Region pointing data
▼

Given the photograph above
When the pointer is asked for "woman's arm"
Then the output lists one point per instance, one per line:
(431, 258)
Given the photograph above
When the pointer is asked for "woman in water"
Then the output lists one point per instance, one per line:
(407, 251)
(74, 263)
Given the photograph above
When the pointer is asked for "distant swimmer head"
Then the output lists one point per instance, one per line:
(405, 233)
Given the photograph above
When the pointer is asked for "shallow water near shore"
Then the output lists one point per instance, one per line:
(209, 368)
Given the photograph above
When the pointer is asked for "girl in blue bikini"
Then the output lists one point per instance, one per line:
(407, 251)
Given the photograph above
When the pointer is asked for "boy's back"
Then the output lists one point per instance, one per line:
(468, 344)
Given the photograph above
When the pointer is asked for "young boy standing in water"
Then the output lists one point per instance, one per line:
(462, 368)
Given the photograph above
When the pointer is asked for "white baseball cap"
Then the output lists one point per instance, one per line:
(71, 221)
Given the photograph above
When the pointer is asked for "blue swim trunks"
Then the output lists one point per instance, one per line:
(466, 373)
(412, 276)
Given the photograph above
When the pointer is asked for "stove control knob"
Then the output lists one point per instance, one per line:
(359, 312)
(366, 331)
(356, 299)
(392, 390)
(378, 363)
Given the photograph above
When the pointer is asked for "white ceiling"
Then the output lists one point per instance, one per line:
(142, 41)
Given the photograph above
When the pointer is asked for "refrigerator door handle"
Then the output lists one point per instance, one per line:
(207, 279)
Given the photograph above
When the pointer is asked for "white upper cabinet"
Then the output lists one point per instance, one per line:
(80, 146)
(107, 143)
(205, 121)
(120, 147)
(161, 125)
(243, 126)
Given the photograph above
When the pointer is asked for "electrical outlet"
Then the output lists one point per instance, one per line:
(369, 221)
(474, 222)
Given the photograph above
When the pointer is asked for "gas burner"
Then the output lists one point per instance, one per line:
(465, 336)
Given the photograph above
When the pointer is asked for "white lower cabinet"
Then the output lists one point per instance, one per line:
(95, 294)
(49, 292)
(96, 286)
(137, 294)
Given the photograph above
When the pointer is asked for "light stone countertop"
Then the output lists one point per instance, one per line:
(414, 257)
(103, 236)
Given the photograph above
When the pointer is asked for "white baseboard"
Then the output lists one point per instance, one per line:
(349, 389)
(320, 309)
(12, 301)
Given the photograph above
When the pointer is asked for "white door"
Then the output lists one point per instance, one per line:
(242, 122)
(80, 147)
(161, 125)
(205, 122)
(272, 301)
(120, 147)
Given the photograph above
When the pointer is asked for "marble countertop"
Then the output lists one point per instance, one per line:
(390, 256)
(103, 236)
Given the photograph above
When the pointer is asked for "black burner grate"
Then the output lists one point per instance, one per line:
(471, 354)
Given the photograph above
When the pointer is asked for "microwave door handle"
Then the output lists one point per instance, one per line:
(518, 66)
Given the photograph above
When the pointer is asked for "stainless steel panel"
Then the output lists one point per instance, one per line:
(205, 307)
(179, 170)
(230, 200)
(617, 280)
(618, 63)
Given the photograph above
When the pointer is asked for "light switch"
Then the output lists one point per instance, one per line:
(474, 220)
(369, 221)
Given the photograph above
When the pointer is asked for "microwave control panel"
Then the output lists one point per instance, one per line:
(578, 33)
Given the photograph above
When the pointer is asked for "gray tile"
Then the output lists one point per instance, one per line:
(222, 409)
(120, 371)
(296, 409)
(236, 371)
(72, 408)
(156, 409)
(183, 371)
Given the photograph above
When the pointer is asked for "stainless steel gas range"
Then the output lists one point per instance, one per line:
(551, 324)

▲

■ Work order
Going through the entries, return every line holding the word "woman".

■ Written response
When the pointer is asked for "woman's arm"
When the pointer is asked for "woman in water"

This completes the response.